--- Begin ---

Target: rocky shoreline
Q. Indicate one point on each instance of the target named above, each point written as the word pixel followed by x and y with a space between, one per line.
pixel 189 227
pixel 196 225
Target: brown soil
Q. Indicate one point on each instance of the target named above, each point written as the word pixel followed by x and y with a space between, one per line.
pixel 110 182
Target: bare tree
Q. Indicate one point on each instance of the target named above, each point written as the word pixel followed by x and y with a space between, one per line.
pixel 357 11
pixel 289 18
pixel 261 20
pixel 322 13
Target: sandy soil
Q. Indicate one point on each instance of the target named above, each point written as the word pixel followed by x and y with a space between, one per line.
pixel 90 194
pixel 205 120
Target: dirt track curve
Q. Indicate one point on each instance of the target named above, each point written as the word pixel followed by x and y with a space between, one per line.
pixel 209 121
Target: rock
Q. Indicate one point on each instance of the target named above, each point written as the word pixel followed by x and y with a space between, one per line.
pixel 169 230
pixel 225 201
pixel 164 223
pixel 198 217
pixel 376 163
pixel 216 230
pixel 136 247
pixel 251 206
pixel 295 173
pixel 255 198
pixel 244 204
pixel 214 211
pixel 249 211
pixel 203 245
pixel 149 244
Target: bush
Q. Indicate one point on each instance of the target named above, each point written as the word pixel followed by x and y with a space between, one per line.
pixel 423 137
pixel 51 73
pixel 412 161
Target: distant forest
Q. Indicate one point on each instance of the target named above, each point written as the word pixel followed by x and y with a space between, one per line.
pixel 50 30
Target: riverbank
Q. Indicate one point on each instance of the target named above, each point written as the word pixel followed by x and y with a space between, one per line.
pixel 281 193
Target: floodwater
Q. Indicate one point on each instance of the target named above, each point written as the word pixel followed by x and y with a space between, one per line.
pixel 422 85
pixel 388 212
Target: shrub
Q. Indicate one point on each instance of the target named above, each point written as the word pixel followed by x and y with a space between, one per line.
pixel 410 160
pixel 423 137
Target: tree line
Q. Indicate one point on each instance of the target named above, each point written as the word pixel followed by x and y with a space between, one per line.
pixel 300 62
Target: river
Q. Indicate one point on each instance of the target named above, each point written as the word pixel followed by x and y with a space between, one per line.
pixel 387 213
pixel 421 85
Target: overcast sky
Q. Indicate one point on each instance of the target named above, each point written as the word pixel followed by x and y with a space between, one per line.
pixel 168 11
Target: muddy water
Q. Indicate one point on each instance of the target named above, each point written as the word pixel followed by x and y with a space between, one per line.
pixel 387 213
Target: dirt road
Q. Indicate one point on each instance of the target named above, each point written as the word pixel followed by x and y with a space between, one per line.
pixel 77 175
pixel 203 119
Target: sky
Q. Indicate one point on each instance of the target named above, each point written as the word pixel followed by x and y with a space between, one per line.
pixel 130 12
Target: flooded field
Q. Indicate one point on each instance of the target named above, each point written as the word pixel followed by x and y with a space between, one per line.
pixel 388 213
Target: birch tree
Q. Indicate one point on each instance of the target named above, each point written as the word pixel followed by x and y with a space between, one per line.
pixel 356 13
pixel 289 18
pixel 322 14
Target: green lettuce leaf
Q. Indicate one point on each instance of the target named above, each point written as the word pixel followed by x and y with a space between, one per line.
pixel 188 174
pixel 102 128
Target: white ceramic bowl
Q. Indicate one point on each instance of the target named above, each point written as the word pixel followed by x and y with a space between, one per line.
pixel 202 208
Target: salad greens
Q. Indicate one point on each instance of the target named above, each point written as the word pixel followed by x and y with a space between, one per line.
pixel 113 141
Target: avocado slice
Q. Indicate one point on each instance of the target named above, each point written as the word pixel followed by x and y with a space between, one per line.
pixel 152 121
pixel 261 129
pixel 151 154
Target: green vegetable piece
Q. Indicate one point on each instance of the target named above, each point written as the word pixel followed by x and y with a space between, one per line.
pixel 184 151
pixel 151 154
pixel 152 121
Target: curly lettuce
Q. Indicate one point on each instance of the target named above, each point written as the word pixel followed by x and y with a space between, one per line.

--- End ---

Required task: Set down all the lines above again, word for word and in the same order.

Answer to this problem:
Target: rocky shoreline
Q. Indicate one point on each instance of the target named above, each point written as the word pixel followed by x and y with a space between, one per line.
pixel 189 227
pixel 196 225
Target: brown soil
Q. Indicate one point on each instance of the target named above, each point written as the word pixel followed by x and y with a space between, one per line.
pixel 110 182
Target: bare tree
Q. Indicate one point on each instance of the target named above, each point written as the word pixel followed by x and y with a space between, one per line.
pixel 357 11
pixel 289 18
pixel 261 20
pixel 322 13
Target: sandy soil
Q. Indicate one point on each instance of the target named above, each point written as the word pixel followed by x and y with a space between, one per line.
pixel 90 194
pixel 205 120
Target: dirt track curve
Q. Indicate one point on each instance of the target named above, each point written as the word pixel followed by x and y with a space between, one per line.
pixel 209 121
Target: rock
Q. Indicate one point on each instance of the target named above, each point written as the word pixel followed by x and y with a space between, one per line.
pixel 169 230
pixel 225 201
pixel 164 223
pixel 198 217
pixel 376 163
pixel 216 230
pixel 136 247
pixel 251 206
pixel 295 173
pixel 255 198
pixel 244 204
pixel 214 211
pixel 249 211
pixel 203 245
pixel 149 244
Target: bush
Q. Indicate one point on each instance of the target named above, each point written as the word pixel followed by x and y with a space between, one per line.
pixel 423 137
pixel 51 73
pixel 412 161
Target: distant forest
Q. Indicate one point on each instance of the target named above, each point written as the word pixel followed by x and y with a space between, one per line.
pixel 50 30
Target: riverbank
Q. Indicate one point on each instance of the target named above, each point written as the word pixel followed by x and y with a space between, one per line.
pixel 281 193
Target: floodwater
Q. Indicate one point on each instance of the target named above, each point written as the word pixel followed by x and y with a space between, one per line.
pixel 422 85
pixel 388 212
Target: shrub
Q. Indicate one point on each instance of the target named above, each point written as the word pixel followed by x and y with a space between, one per line.
pixel 410 160
pixel 423 137
Target: tree line
Q. Indicate one point on each instance of the target named above, each point written as the word pixel followed by x and y with a space between, one per line.
pixel 300 62
Target: river
Q. Indicate one point on each instance of the target named above, each point written as the word pixel followed by x and y with a space between, one per line.
pixel 387 213
pixel 421 85
Target: overcast sky
Q. Indicate one point on each instance of the target named above, each point written as the word pixel followed by x and y with a space between, one per line.
pixel 168 11
Target: muddy water
Q. Indicate one point on each instance of the target named above, each point written as the word pixel followed by x and y with a space between, one per line.
pixel 387 213
Target: dirt road
Q. Indicate one point on each instance of the target named above, each point written as the word pixel followed by x and y with a space between, one per line.
pixel 77 175
pixel 203 119
Target: sky
Q. Indicate one point on each instance of the target named above, each point written as the word pixel followed by x and y with a space between, one per line.
pixel 130 12
Target: flooded field
Q. Indicate one point on each instance of the target named above, each point written as the word pixel followed by x and y with a space between, one per line.
pixel 388 213
Target: birch tree
Q. Indicate one point on each instance of the target named above, each point written as the word pixel followed by x and y with a space between, one per line.
pixel 356 13
pixel 289 18
pixel 322 14
Target: green lettuce leaf
Q. Indicate one point on each instance of the target named above, each point written as the word pixel followed by x and y with a space between, one per line.
pixel 188 174
pixel 102 128
Target: white ceramic bowl
Q. Indicate one point on each instance of the target named above, each point written as the word pixel followed by x and y with a space between, one per line.
pixel 202 208
Target: salad greens
Q. Indicate one point on each instance of the target named above, each point written as the word pixel followed by x and y with a space between, one per line.
pixel 113 141
Target: avocado slice
Q. Indicate one point on each instance of the target named above, each point written as the word pixel followed by x and y with a space between, one per line.
pixel 152 121
pixel 261 129
pixel 151 154
Target: green vegetable piece
Q. Indicate one point on each instance of the target named above, each point written as the word pixel followed by x and y with a space between, one per line.
pixel 184 151
pixel 151 154
pixel 152 121
Target: curly lettuce
Q. Indicate one point on each instance of the target named above, each point written as the word pixel followed by x and y with a space between, one per line.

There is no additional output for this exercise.